Required tasks:
1. In the news report on Africa's reaction to India's COVID-19 surge, which Indian institute is the source of the AstraZeneca vaccines that COVAX distributes?
2. Carry on the news report about Africa's worries over India's COVID-19 surge, picking up right after its last sentence.

Text provided:
|---|

NAIROBI – Africa is “watching with total disbelief” as India struggles with a devastating resurgence in COVID-19 cases, the continent’s top public health official said Thursday, as African officials worry about delays in vaccine deliveries caused by India’s crisis.

The African continent, with roughly the same population as India and fragile health systems, “must be very, very prepared” since a similar scenario could happen here, John Nkengasong, director of the Africa Centers for Disease Control and Prevention, told reporters.

“What is happening in India cannot be ignored by our continent,” he said, and urged African countries to avoid mass gatherings including political rallies. “We do not have enough health care workers, we do not have enough oxygen,” he warned.

Africa’s vaccine supply heavily relies on India, whose Serum Institute is the source of the AstraZeneca vaccines distributed by the global COVAX project to get doses to low- and middle-income countries. India’s export ban on vaccines “has severely impacted the predictability of the rollout of vaccination programs and will continue to do so for the coming weeks and perhaps months,” Nkengasong said.

|---|

Items from a data source:
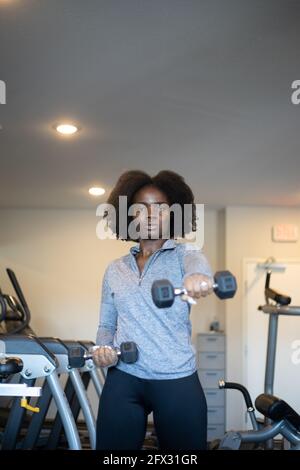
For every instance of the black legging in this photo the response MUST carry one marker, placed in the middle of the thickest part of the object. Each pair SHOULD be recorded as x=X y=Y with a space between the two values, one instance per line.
x=178 y=405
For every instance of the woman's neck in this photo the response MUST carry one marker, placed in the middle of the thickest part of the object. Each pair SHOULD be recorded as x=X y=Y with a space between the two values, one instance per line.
x=148 y=247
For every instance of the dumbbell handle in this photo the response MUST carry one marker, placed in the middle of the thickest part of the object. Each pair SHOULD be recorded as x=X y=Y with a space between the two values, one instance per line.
x=94 y=348
x=183 y=291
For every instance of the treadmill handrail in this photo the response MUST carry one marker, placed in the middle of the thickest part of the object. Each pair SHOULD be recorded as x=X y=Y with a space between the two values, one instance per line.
x=280 y=310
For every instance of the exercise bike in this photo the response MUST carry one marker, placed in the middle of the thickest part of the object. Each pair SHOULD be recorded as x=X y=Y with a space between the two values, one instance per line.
x=279 y=416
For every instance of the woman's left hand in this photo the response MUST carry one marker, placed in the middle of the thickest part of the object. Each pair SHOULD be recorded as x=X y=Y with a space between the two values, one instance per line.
x=198 y=285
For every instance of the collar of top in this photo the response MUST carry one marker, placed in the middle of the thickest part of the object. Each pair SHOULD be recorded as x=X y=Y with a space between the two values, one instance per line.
x=168 y=245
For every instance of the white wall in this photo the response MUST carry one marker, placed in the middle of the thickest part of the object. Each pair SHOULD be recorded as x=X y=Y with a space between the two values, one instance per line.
x=248 y=234
x=60 y=263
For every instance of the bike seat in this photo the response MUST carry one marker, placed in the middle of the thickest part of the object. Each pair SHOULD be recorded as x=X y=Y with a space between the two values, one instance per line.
x=276 y=409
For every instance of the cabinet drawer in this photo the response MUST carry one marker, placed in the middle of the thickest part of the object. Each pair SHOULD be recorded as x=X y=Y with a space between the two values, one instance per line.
x=211 y=342
x=211 y=360
x=215 y=431
x=209 y=378
x=215 y=397
x=215 y=415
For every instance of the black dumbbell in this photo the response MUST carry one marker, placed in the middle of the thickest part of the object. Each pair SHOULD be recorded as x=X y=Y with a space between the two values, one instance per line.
x=77 y=356
x=10 y=366
x=163 y=292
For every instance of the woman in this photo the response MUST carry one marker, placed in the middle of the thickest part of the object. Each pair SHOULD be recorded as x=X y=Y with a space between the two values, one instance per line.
x=164 y=379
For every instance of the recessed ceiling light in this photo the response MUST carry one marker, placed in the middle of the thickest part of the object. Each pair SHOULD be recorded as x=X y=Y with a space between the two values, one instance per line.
x=66 y=129
x=96 y=191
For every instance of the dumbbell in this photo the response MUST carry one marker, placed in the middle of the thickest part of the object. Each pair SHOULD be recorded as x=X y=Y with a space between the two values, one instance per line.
x=77 y=356
x=164 y=293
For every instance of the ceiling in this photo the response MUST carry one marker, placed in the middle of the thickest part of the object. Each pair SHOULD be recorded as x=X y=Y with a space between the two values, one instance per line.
x=202 y=87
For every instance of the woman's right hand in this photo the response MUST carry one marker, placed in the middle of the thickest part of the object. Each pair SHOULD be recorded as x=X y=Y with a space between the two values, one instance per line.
x=105 y=356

|---|

Responses in order:
1. The Serum Institute.

2.
“We are living in a world that is extremely uncertain now,” he added.

Just 17 million vaccine doses have been administered across the African continent for a population of some 1.3 billion, according to the Africa CDC.

The situation in India is “very sad to observe,” the World Health Organization’s Africa chief told reporters in a separate briefing. “We are very concerned about the delays that are coming in the availability of vaccines,” Matshidiso Moeti added.

Her WHO colleague, Phionah Atuhebwe, called the delay “quite devastating for everybody” and said most African nations that received their first vaccine doses via COVAX will reach a “gap” in supply while waiting for second doses as early as May or June.